The decathlon was a men's event and part of the Athletics at the 1964 Summer Olympics program in Tokyo.  It was held on 19 October and 20 October 1964.    23 athletes from 15 nations entered and 22 started the first event.

Results

First day

100 metres

Long jump

Shot put

Storozhenko moved from fourth place to first with his performance in the shot put, as Thomas dropped from the lead to eighth.

High jump

Wu dropped out of contention after three events, not competing in the high jump.

400 metres

Storozhenko, leading after four, finished last in the 400 metres, falling to fifth place.

First day rankings
 Willi Holdorf, 4090 points
 Hans-Joachim Walde, 4074 points
 Rein Aun, 4067 points
 Horst Beyer, 3910 points
 Mykhaylo Storozhenko, 3908 points
 Paul Irvin Herman, 3876 points
 Werner Duttweiler, 3837 points
 Russ Hodge, 3813 points
 Yang Chuan Kwang, 3803 points
 Vasili Kuznetsov, 3793 points
 Richard John Emberger, 3719 points
 Hector Thomas, 3704 points
 Valbjoern Thorlaksson, 3640 points
 Alois Buchel, 3631 points
 Bill Gairdner, 3568 points
 Eef Kamerbeek, 3522 points
 Franco Sar, 3454 points
 Suzuki Shosuke, 3415 points
 Koech Kiprop, 3288 points
 Dramane Sereme, 3277 points
 Gerry Moro, 3261 points
 Wu Ar Min, 1734 points (withdrew)

┄┄┄┄┄┄┄┄┄┄

§ DIRECTIONS:
**1)** List the first-day events that the decathlon text names, in the order they appear.
**2)** Retype the portion of the decathlon text between "Storozhenko moved from" and "the high jump.", inclusive.

┄┄┄┄┄┄┄┄┄┄

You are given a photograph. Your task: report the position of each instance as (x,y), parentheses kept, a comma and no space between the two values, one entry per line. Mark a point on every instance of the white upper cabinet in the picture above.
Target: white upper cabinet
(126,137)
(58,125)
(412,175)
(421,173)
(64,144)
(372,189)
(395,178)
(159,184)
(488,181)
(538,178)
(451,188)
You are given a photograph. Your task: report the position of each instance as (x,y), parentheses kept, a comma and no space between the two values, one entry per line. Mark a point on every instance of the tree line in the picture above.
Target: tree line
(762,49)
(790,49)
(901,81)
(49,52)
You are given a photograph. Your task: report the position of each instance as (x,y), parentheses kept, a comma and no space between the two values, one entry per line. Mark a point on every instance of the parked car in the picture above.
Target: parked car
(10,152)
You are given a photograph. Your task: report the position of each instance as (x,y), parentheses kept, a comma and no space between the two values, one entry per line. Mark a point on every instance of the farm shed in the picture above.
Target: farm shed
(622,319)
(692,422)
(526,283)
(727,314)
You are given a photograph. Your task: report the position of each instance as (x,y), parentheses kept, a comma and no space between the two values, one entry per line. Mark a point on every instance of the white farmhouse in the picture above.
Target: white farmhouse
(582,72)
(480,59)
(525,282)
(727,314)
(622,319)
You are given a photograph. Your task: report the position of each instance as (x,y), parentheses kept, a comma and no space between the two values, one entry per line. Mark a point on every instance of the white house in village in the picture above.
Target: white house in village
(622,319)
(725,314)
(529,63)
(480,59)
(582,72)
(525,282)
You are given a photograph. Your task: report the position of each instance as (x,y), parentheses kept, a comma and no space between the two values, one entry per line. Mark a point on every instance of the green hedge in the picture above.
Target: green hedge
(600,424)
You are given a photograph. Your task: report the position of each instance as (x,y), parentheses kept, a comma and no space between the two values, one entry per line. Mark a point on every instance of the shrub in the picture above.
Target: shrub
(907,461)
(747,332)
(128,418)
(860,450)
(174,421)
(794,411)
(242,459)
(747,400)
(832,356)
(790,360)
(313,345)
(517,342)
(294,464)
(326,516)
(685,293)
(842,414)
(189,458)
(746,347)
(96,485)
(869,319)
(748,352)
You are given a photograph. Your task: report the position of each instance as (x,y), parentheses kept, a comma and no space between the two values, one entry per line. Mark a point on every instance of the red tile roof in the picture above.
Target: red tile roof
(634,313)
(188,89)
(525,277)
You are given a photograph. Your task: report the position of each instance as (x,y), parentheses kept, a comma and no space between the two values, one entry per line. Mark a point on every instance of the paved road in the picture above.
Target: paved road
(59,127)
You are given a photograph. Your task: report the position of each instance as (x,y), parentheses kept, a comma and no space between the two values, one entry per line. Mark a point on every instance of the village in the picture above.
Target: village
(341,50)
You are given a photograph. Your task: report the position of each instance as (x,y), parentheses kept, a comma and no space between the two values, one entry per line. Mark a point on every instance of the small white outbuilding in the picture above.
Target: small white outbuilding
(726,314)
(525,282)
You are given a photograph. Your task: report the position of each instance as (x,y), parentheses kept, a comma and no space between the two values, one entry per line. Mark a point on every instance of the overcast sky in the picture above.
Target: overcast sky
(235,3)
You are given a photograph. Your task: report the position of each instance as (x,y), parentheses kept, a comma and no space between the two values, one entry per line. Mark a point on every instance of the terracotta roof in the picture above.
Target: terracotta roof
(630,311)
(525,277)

┄┄┄┄┄┄┄┄┄┄

§ WORKED SOLUTIONS:
**1)**
100 metres
Long jump
Shot put
High jump
400 metres

**2)**
Storozhenko moved from fourth place to first with his performance in the shot put, as Thomas dropped from the lead to eighth.

High jump

Wu dropped out of contention after three events, not competing in the high jump.